▶ [WHAT THE EXERCISE ASKS]:
Copy all lines in the material holding the string "wooden".

▶ [ENTRIES SHOWN]:
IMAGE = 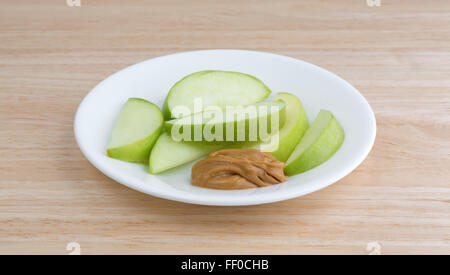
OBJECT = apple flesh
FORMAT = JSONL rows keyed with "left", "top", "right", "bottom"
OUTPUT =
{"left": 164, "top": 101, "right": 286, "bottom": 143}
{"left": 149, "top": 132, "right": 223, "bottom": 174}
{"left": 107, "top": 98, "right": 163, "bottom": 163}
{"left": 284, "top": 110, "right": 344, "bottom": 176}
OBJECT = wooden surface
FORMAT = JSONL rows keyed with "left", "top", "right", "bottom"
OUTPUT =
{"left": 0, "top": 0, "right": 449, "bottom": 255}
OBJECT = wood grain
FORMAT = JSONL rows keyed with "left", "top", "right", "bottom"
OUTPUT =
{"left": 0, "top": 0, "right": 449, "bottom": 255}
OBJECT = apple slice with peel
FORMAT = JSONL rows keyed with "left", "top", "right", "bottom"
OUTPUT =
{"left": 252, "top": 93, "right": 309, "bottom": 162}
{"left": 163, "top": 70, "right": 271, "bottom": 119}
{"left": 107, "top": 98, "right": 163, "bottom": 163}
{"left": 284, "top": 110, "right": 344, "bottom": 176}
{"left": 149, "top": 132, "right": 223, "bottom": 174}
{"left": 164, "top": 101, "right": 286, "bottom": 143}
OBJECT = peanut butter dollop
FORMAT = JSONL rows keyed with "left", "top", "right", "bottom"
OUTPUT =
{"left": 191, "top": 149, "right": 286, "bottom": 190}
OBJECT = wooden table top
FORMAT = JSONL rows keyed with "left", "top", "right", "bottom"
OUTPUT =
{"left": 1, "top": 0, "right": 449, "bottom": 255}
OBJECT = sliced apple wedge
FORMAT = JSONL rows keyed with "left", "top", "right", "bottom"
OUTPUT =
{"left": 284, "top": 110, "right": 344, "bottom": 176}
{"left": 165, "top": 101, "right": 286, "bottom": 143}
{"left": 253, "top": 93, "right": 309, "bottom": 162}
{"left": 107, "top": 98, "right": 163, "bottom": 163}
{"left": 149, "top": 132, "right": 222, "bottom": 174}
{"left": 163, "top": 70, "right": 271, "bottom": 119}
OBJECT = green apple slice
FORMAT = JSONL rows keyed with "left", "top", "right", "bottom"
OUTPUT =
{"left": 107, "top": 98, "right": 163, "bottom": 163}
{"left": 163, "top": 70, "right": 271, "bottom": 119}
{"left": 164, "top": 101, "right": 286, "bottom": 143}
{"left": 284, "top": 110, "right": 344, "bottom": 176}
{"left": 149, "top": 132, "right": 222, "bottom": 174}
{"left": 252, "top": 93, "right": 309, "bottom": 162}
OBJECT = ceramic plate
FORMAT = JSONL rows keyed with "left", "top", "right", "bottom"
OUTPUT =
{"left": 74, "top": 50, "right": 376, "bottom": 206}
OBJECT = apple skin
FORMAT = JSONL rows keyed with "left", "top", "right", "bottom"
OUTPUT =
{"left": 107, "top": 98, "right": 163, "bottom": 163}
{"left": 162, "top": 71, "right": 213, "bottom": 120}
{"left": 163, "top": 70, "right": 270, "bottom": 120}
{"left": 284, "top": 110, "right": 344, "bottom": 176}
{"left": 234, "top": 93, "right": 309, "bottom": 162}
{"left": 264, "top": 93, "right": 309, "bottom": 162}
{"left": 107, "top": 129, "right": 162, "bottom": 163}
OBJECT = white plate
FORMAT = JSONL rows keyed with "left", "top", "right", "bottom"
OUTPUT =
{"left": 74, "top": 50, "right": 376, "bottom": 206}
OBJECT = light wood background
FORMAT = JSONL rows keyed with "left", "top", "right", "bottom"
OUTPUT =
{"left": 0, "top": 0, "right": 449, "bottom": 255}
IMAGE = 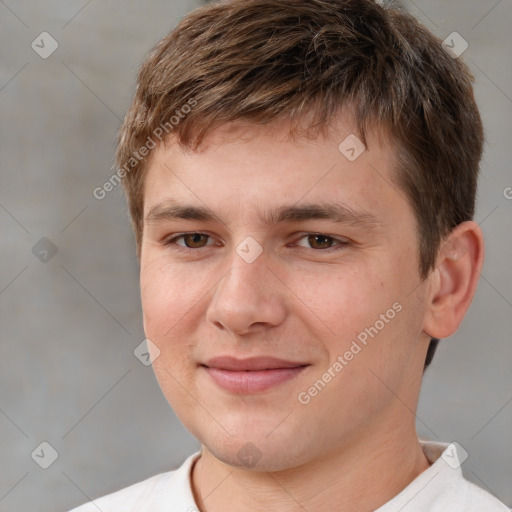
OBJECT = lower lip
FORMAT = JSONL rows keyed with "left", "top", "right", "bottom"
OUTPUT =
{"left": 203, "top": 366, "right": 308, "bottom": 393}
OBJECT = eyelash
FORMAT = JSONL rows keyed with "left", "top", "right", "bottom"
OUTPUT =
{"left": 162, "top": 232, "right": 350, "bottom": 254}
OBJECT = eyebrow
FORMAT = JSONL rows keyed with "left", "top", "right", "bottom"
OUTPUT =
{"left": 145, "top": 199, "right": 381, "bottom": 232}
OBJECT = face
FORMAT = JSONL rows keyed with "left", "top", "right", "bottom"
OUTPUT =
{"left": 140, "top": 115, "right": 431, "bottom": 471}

▶ [ANSWER]:
OBJECT = wooden surface
OBJECT = wooden table top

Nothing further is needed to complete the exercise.